Excerpted text:
##########

Ciliary beating patterns map onto a low-dimensional behavioural space

Cite this dataset

Howard, Jonathon; Geyer, Veikko; Sartori, Pablo (2022). Ciliary beating patterns map onto a low-dimensional behavioural space [Dataset]. Dryad. https://doi.org/10.5061/dryad.0gb5mkm2j

Abstract

Biological systems are robust to perturbations at both the genetic and environmental levels, although these same perturbations can elicit variation in behaviour. The interplay between functional robustness and behavioural variability is exemplified at the organellar level by the beating of cilia and flagella. Cilia are motile despite wide genetic diversity between and within species, differences in intracellular concentrations of ATP and calcium, and considerable environment fluctuations in temperature and viscosity. At the same time, these perturbations result in a variety of spatio-temporal patterns that span a rich behavioural space. To investigate this behavioural space we analysed the dynamics of isolated cilia from the unicellular algae Chlamydomonas reinhardtii under many different environmental and genetic conditions. We found that, despite large changes in beat frequency and amplitude, the space of waveform shapes is low-dimensional in the sense that two features account for 80% of the observed variation. The geometry of this behavioural space accords with the predictions of a simple mechanochemical model in the low-viscosity regime. This allowed us to associate waveform shape variability with changes in only the curvature response coefficients of the dynein motors.

Methods

The attached dataset contains 498 digitized waveforms of axonemes, isolated from Chlamydomonas Reinhardtii cells and reactivated in various conditions.

Preparation and reactivation of axonemes. 
Axonemes from Chlamydomonas reinhardtii cells (received from chlamy.org) were purified and reactivated. The procedures described in the following are detailed in [1].
Chemicals were purchased from Sigma Aldrich, MO if not stated otherwise. In brief, cells were grown in TAP+P medium (TAP medium with extra phosphate) under conditions of continious illumination (2x75 W, fluorescent bulb) and air bubbling at 24C over the course of 2 days, to a final density of 106cells/ml. Cilia were isolated using dibucaine, then purified on a 25% sucrose cushion and demembranated in HMDEK (30mM HEPES-KOH, 5mM MgSO4, 1mM DTT, 1mM EGTA, 50mM potassium acetate, pH 7.4) augmented with 1% (v/v) IGEPAL and 0.2mM Pefabloc SC protease inhibitor. The membrane-free axonemes were resuspended in HDMEKP (HMDEK plus 1% (w/v) polyethylene glycol (molecular weight 20kDa)), 30% sucrose, 0.2mM Pefabloc and stored at -80C. Prior to reactivation, axonemes were thawed at room temperature, then kept on ice. Thawed axonemes were used for up to 2hr.

##########

Problem statement: Transcribe the dataset description word for word, starting with "Chemicals were purchased" and going on through "for up to 2hr.". Rely solely on the dataset description above.

##########

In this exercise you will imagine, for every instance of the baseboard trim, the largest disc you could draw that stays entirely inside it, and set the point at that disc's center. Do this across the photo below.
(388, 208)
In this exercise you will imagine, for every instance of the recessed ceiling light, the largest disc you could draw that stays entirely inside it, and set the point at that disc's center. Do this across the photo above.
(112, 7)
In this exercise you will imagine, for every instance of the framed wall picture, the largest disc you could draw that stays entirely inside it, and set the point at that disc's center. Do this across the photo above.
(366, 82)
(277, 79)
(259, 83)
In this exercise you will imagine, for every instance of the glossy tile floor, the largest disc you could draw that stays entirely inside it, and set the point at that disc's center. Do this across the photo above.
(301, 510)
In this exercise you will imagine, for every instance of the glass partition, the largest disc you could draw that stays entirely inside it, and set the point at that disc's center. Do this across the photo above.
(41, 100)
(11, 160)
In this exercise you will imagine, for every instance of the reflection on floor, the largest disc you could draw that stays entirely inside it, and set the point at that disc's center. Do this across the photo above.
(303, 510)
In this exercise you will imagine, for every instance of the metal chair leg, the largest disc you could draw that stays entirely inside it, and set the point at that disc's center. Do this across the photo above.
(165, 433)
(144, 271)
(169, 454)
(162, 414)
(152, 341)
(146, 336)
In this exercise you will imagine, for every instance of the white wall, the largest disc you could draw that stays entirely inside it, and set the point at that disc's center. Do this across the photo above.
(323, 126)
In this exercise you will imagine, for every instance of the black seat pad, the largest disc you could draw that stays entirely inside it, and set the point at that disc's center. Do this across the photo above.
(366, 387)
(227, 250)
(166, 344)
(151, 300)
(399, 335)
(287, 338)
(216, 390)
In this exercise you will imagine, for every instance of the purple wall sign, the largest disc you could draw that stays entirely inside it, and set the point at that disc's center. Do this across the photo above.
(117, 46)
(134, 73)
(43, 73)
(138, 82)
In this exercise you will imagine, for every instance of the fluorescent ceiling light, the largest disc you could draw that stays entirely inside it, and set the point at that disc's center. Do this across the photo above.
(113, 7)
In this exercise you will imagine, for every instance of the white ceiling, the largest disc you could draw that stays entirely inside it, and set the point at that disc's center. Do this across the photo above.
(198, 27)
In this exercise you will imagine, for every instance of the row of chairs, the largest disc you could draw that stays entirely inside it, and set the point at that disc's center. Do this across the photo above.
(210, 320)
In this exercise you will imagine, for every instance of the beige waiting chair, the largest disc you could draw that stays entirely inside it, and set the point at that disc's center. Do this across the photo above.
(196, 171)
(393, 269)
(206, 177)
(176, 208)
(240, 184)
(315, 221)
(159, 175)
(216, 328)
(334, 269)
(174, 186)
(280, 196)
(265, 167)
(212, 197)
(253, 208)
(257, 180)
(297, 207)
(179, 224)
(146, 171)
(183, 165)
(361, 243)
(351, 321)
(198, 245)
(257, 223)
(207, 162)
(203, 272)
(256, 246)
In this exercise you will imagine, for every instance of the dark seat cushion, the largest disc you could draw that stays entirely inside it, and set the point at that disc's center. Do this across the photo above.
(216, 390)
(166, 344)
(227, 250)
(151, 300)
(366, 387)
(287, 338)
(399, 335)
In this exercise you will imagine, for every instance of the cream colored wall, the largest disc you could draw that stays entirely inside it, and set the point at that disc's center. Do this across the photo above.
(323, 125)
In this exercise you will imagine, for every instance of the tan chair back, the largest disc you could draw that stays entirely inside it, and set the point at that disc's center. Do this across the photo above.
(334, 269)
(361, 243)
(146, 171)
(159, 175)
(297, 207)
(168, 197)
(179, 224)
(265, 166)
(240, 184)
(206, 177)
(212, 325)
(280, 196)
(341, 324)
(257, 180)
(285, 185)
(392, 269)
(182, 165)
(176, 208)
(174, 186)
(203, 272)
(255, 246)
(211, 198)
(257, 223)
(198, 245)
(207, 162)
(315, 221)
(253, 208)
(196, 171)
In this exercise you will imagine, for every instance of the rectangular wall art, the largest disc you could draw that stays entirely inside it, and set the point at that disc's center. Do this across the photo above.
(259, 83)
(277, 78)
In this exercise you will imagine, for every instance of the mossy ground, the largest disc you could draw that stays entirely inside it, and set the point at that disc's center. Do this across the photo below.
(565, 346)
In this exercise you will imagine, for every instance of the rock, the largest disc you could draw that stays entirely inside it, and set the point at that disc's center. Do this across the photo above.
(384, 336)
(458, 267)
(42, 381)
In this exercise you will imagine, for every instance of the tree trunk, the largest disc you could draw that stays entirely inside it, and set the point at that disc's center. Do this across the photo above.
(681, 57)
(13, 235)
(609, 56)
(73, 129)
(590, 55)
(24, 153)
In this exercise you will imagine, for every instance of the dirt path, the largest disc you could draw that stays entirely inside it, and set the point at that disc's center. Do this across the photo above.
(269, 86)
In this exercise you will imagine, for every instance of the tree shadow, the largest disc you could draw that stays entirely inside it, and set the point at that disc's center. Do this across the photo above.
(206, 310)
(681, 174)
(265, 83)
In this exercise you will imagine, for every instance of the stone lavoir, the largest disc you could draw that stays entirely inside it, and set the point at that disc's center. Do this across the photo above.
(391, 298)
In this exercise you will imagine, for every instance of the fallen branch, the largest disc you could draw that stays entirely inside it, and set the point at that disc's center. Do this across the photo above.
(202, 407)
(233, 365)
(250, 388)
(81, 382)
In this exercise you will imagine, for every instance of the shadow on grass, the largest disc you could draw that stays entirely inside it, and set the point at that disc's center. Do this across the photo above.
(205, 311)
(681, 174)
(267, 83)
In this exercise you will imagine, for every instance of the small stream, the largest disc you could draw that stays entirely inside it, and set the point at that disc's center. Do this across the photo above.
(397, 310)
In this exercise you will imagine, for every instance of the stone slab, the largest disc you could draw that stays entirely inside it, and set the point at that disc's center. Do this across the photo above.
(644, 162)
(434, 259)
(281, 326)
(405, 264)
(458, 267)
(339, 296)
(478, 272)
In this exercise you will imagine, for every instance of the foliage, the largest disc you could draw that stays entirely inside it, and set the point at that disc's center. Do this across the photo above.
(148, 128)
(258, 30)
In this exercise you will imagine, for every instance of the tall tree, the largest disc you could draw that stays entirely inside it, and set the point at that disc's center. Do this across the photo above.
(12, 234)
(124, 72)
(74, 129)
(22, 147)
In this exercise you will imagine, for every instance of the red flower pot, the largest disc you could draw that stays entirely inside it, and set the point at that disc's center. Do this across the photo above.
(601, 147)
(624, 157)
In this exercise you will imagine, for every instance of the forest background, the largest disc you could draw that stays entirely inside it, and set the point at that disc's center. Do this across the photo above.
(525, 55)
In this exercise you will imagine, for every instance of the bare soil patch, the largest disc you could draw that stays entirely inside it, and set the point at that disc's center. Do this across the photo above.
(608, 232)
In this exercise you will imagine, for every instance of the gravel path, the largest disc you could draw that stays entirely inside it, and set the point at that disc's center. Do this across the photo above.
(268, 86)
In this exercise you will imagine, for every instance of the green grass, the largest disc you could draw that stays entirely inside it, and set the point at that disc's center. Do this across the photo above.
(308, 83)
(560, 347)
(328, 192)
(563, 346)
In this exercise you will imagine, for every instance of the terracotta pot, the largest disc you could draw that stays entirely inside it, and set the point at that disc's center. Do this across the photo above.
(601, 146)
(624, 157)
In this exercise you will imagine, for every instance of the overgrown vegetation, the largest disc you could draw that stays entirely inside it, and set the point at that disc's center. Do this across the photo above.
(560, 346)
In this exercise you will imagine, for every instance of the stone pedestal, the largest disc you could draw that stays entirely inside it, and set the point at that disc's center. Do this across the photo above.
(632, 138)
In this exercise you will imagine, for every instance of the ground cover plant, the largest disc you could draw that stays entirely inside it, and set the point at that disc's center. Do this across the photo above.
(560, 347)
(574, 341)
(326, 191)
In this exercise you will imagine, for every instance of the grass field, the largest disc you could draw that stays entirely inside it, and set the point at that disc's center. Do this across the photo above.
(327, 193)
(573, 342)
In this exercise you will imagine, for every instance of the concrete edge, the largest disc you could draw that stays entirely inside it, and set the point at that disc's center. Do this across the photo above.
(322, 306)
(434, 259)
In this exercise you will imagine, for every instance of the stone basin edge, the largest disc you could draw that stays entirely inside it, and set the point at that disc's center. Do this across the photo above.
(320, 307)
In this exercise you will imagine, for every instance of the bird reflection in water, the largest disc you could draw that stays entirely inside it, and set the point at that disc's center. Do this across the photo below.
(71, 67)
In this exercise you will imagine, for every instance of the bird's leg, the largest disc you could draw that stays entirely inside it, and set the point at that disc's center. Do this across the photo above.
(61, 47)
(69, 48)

##########

Answer:
Chemicals were purchased from Sigma Aldrich, MO if not stated otherwise. In brief, cells were grown in TAP+P medium (TAP medium with extra phosphate) under conditions of continious illumination (2x75 W, fluorescent bulb) and air bubbling at 24C over the course of 2 days, to a final density of 106cells/ml. Cilia were isolated using dibucaine, then purified on a 25% sucrose cushion and demembranated in HMDEK (30mM HEPES-KOH, 5mM MgSO4, 1mM DTT, 1mM EGTA, 50mM potassium acetate, pH 7.4) augmented with 1% (v/v) IGEPAL and 0.2mM Pefabloc SC protease inhibitor. The membrane-free axonemes were resuspended in HDMEKP (HMDEK plus 1% (w/v) polyethylene glycol (molecular weight 20kDa)), 30% sucrose, 0.2mM Pefabloc and stored at -80C. Prior to reactivation, axonemes were thawed at room temperature, then kept on ice. Thawed axonemes were used for up to 2hr.